_WHAT THIS EXERCISE ASKS:_
• 1. Copy the film analysis from "This is a key" up to and including "be fairly static.", swapping "mid shot" for "medium shot".
• 2. In the film analysis, what does the unlit candle beside Norman suggest?

_PROVIDED TEXT:_
········
She is sitting on a soft chair which is curved and there is a milk jug in front of her which is white and also curved, the curved objects suggest her femininity and we feel more in touch with her. She is wearing fairly light clothing and sates that she is going to return to phoenix, letting us know that she is capable of redemption and this makes us see her as a nice character and causes us to feel sympathy for her. She also has behind her a round picture frame which goes with the rest of the mise en scene around her, which is all delicate, angelic and feminine.
This is a great contrast to Norman, who is sitting in the dark part of the room. The chair that he is sitting on is very angular and dark and isn’t as soft as Marion’s, it reflects his character that is revealed later in the film, the sharp and strange person that he is. Everything around him is much less modern than what Marion’s sitting in, instead of a lamp he has an unlit candle, which suggest darkness and that he is stuck in the past and cant seem to find a way out .
The fact that further from the light source compared to Marion also suggests that he is further way from reality and from God. Amongst the old furniture behind him there’s also a heavy and dark chest of drawers which darkens his part of the room and reminds us again of the past. The birds that he stuffs are nearly always in shot, either next to him or from above him, showing his two sides, the one that he’s a predator and kills people while he’s his mother and then his prey side, the side of him where he is a victim of his psychosis.
Norman’s connection with speech is also ominous and his face is in the dark so we feel as if not everything about him has been revealed, that there is another side of him that we have not yet met. There is a part in this scene where Marion brings up the subject of Normans mother he begins to get very defensive, music begins to play and he leans forward and we see him from a low angle shot as he dominates the screen and the light lights up half his face, he seems more menacing and mysterious.
This is a key moment of tension in the film, because the audience begin to feel uneasy of Norman. Throughout this scene Norman is shot from different angles to show his menace and his vulnerability. We always see him with one side concealed, we see the dark side and the owl that he has stuffed coming down on him and here we see his mother personality coming through. When Marion is filmed, she is always filmed in mid shot, and face front so we can see her and nothing is hidden. This shows us her normality and stability but can also be fairly static.
She is virtually at eye level with us so we can see her clearly and relate to her, but with Norman we never see his face in full view and we feel cut off from him and as if we cannot relate to him and are uneasy of him. We never see them both together when they have both sat down and are talking; we see most of the scene in shot-reverse-shot where both of them are completely separate from each other. This emphasises the difference between them and the gap between them. We can see Marion’s normality and his abnormality very clearly in this scene.
At the end of the scene when she stands up to go, she becomes much more dominating of the screen and he becomes to look much more vulnerable because he is smaller and in the corner, so we are reminded that he is also a victim. The next major scene in this film is the shower scene, where Marion, the main character of the film and the one that the audience have come to see gets killed off. Its was shocking to be let into such a private place, as a bathroom in the 1960s and it was even more outrageous then to see the close up of a toilet being flushed.
········
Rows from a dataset
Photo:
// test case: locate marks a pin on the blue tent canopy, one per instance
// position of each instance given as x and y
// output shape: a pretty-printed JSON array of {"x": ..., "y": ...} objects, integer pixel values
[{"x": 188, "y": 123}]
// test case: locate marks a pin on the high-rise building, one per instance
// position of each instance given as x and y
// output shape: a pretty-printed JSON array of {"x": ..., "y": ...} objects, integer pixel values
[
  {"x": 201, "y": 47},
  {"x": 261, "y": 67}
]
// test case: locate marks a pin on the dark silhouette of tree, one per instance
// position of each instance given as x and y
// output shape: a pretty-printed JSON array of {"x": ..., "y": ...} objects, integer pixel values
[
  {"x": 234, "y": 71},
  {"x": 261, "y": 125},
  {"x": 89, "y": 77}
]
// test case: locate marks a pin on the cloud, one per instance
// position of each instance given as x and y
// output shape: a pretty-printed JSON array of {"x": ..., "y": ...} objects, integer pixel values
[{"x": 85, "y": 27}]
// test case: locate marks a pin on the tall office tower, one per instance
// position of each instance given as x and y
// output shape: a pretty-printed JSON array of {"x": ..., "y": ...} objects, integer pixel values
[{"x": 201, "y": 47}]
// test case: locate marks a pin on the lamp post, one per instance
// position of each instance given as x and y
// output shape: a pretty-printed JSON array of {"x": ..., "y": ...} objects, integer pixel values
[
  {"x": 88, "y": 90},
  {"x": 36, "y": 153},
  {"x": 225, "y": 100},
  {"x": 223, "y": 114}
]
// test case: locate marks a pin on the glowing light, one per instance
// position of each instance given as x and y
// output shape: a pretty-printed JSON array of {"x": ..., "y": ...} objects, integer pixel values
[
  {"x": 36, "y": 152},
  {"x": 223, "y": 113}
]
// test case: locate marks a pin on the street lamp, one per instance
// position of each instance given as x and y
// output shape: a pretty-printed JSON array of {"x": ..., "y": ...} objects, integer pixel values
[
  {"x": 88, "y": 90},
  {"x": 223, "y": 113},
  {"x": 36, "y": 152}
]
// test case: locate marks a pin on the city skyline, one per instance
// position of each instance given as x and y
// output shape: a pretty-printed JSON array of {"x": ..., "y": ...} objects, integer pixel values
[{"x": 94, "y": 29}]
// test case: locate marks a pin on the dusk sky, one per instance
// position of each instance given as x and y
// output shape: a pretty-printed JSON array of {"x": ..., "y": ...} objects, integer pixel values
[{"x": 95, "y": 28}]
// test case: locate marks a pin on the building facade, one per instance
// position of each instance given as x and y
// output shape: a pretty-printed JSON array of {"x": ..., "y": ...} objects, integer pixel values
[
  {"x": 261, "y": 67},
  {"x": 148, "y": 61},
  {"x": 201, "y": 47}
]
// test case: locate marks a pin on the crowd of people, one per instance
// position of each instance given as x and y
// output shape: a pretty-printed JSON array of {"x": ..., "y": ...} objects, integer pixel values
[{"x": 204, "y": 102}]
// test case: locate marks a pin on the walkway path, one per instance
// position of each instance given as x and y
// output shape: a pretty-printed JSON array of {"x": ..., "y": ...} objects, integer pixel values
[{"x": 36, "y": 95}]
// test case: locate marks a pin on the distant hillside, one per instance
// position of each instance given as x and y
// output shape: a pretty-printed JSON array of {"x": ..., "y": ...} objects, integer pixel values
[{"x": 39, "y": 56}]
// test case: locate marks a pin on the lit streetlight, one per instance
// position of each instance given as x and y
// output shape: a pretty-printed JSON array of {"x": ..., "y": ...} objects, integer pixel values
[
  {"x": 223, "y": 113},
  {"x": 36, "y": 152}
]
········
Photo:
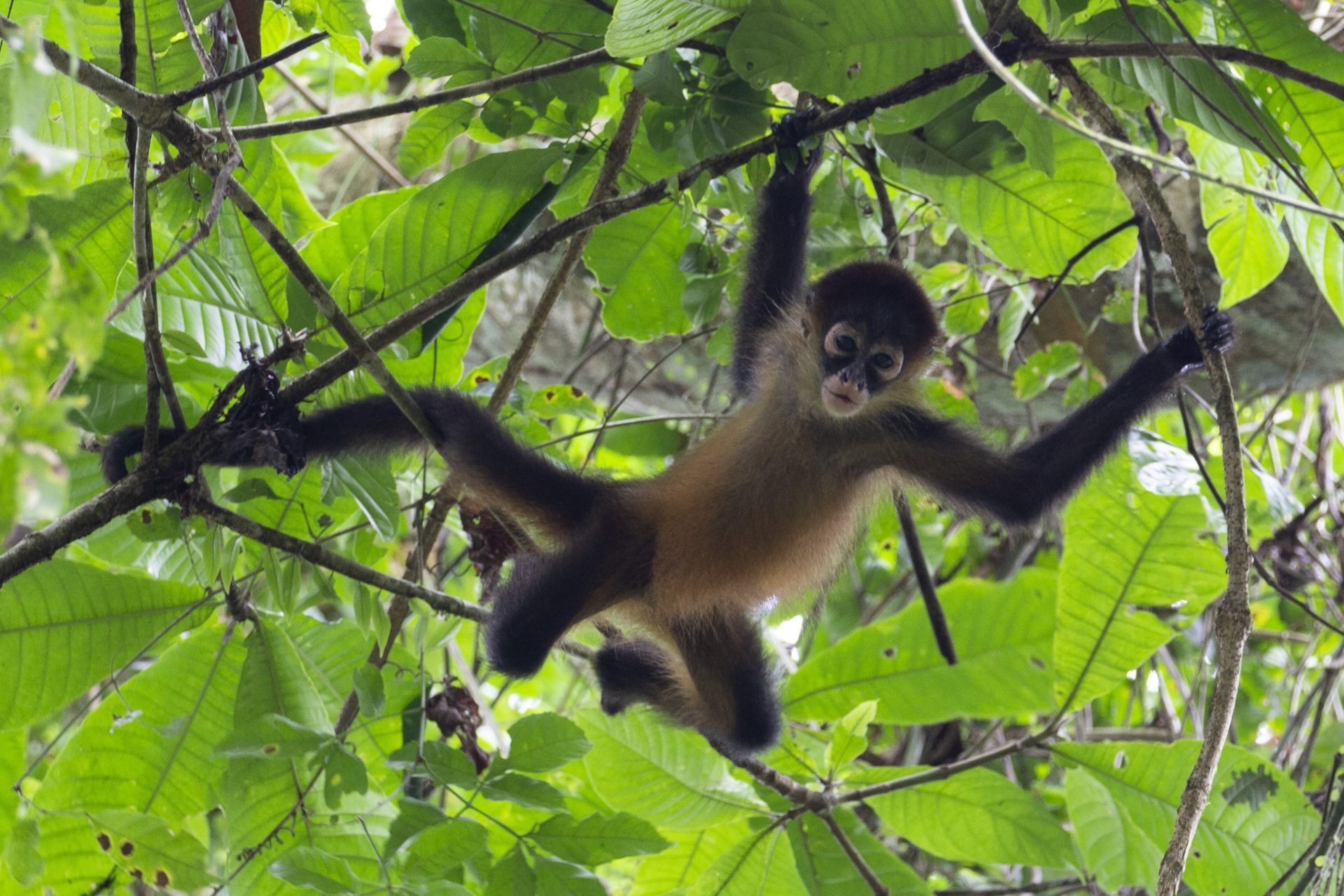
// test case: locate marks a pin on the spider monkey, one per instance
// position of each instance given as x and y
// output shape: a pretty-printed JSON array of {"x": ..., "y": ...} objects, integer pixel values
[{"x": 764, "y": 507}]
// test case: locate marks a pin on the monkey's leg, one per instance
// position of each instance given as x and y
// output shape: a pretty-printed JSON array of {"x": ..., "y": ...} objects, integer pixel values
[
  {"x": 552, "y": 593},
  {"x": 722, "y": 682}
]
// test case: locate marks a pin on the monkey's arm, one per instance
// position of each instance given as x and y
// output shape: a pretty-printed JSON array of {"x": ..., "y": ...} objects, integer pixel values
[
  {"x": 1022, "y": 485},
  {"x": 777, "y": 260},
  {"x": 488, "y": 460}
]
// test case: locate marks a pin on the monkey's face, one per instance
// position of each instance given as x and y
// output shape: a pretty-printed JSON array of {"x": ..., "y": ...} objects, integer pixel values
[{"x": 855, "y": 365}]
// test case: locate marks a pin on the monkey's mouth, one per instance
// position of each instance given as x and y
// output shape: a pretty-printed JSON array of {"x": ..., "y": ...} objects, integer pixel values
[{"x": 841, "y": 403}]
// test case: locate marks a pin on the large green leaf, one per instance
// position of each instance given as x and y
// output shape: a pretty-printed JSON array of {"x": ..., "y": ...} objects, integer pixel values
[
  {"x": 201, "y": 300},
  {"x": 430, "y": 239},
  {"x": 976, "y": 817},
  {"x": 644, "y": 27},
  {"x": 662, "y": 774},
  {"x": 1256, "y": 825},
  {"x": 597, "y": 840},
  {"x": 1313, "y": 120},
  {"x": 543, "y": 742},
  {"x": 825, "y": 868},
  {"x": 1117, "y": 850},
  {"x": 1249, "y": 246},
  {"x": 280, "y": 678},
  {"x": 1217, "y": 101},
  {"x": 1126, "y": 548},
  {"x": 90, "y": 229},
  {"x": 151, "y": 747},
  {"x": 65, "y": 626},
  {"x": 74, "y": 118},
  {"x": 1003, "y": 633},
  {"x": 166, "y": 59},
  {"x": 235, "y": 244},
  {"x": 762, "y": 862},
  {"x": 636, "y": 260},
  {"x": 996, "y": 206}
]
········
_CORRECT ANSWERS:_
• 1.
This is a key moment of tension in the film, because the audience begin to feel uneasy of Norman. Throughout this scene Norman is shot from different angles to show his menace and his vulnerability. We always see him with one side concealed, we see the dark side and the owl that he has stuffed coming down on him and here we see his mother personality coming through. When Marion is filmed, she is always filmed in medium shot, and face front so we can see her and nothing is hidden. This shows us her normality and stability but can also be fairly static.

• 2. It suggests darkness and that he is stuck in the past and can't seem to find a way out.